# Job:
Reproduce everything below, from the line containing "Reviewer note: every instance of the sky" down to the end of the records, requests included. Shift every coordinate in the answers by adding 92 to each of its numbers.

***** Exercise material

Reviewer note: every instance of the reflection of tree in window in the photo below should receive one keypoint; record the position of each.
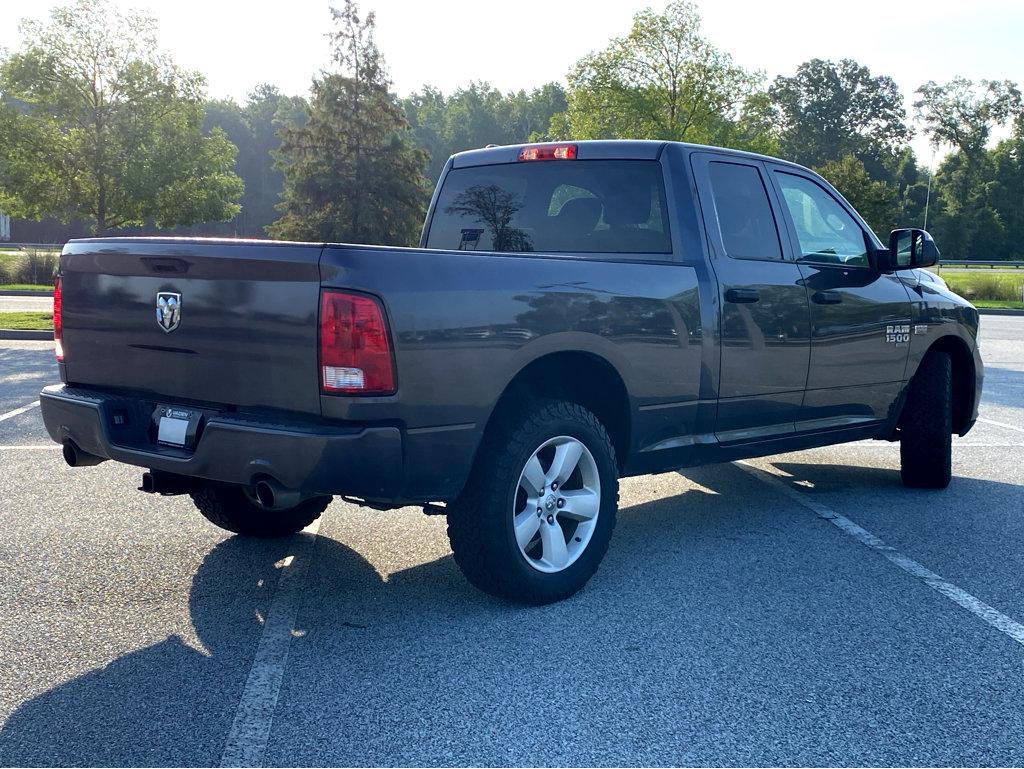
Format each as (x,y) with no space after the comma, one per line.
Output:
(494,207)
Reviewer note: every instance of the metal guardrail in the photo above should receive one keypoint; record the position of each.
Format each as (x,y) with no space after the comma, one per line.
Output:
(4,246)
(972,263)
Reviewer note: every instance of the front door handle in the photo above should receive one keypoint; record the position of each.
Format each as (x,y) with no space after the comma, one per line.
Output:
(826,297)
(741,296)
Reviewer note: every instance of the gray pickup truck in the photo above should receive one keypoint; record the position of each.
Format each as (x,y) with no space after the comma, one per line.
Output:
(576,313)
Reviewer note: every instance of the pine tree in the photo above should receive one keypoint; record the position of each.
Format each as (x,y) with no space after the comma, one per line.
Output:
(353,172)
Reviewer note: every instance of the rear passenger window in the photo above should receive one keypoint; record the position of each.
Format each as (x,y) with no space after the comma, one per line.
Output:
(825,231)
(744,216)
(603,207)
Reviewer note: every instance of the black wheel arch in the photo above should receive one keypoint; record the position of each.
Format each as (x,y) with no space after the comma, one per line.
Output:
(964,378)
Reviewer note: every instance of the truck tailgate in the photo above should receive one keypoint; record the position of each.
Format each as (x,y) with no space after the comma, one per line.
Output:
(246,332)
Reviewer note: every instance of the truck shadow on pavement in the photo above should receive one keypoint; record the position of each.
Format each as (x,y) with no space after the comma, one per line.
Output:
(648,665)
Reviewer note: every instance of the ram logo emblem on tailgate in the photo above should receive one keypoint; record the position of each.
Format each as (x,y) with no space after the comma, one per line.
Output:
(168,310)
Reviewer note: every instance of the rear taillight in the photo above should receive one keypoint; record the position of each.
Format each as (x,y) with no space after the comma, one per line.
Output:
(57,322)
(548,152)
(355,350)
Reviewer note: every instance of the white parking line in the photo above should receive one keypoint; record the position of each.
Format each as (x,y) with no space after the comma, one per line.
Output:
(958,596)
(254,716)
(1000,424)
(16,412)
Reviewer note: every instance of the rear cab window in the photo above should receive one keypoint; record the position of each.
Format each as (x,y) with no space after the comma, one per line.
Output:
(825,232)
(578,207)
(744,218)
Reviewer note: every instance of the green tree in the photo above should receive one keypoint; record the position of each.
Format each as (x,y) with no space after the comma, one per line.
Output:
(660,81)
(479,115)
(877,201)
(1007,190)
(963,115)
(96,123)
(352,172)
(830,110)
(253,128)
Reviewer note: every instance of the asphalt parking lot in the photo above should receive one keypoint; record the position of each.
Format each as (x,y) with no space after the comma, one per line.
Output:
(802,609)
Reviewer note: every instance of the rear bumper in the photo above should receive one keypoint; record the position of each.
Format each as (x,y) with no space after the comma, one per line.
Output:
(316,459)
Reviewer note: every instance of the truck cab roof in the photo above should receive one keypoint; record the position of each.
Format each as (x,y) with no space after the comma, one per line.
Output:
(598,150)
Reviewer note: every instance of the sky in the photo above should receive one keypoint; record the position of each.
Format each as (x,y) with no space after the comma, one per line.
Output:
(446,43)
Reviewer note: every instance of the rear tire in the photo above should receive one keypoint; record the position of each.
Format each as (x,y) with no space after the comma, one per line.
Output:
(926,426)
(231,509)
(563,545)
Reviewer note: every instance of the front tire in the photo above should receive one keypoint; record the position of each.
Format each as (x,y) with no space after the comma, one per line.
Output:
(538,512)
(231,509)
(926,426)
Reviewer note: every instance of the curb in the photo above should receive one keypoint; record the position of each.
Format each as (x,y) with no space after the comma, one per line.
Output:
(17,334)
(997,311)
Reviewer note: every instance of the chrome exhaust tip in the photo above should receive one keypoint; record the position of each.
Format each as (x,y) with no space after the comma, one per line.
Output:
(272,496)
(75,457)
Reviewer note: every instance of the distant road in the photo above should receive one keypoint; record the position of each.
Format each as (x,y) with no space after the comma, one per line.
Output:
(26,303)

**********

# Response to the task:
Reviewer note: every instance of the sky in the photo above should receive one keypoint; record the position of each.
Format each as (x,y) with no space after the comma, one per line.
Output:
(538,135)
Reviewer note: every instance of the rear tire in the photo above should receive one keypoint; record the position of each.
Format each as (x,y) with no space after the comma, one per line.
Output:
(1018,518)
(323,601)
(655,637)
Reviewer note: every instance of the front tire in the photo above should receive one keypoint; record the position of each.
Format each as (x,y) with no space after the comma, one per line.
Output:
(630,604)
(323,601)
(1018,518)
Reviewer note: every instance of the curb in the photo above should receive one keypoint; record the position of each.
Format each as (x,y) with no space after the comma, one per line.
Output:
(109,426)
(1089,403)
Reviewer note: every instance of the chrome exhaust tip in the photo above should receive one keypoint; record the position of each.
Format each as (x,y) with no space after the comma, one per line.
Output:
(364,588)
(167,549)
Reviewer note: every instance of the distant road in the photo above should receive one keypoint; record the position of each.
Format each as (x,y) with no space after the comma, one per line.
Output:
(118,395)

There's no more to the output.